• **Directions**
Reproduce all of the data below without alteration; exclude every picture.
START Input records
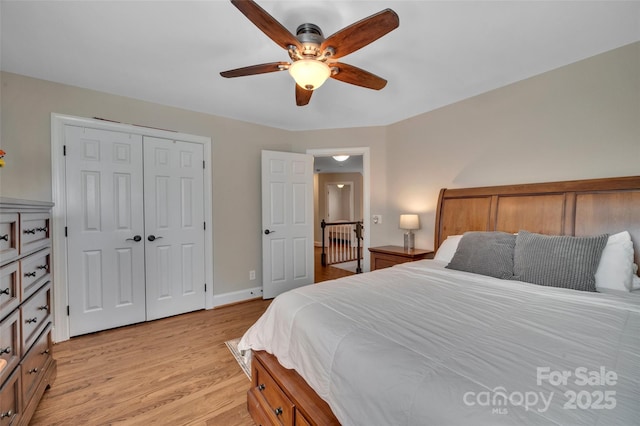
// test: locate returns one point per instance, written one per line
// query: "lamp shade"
(309, 73)
(409, 221)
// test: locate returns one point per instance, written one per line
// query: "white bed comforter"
(418, 344)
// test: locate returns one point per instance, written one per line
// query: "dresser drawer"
(9, 344)
(9, 289)
(8, 237)
(35, 232)
(34, 363)
(34, 271)
(35, 313)
(10, 400)
(277, 401)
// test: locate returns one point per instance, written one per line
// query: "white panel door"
(105, 250)
(174, 226)
(287, 222)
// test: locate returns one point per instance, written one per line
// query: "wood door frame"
(59, 212)
(366, 190)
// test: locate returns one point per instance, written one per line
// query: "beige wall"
(579, 121)
(27, 105)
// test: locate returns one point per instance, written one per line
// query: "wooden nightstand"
(386, 256)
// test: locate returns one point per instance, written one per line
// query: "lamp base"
(409, 240)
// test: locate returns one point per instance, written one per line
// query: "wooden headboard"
(578, 208)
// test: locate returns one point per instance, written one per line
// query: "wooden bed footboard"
(279, 396)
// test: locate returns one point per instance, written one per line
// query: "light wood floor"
(175, 371)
END Input records
• **Response area**
// test: locate returns one point per instance, written one per line
// query: "lamp shade"
(309, 73)
(409, 221)
// test: locate returns one point per instance, written one per line
// query: "white bed comforter"
(418, 344)
// test: locate returns one point per instance, written one per line
// query: "dresser drawer"
(9, 344)
(9, 289)
(8, 237)
(35, 232)
(34, 363)
(34, 271)
(35, 313)
(10, 400)
(277, 401)
// test: locate returns one point per instance, written one per line
// query: "white panel door"
(105, 250)
(174, 226)
(287, 222)
// test: locate returns one point per instance, written one per line
// query: "wood door frame"
(59, 212)
(366, 190)
// test: locate returns one point per instance, written one per line
// query: "beige wall"
(579, 121)
(27, 105)
// test: locate returns one point per instance, written one per line
// query: "wooden nightstand"
(386, 256)
// test: locate returns one point per instance, written one per line
// query: "lamp base"
(409, 240)
// test: locate returns one point per instance, written one per line
// query: "wooden headboard"
(578, 208)
// test: locate returns one point per instance, written one per line
// query: "wooden bed footboard"
(279, 396)
// test: locate returns one point per instance, written one per line
// query: "light wood floor"
(175, 371)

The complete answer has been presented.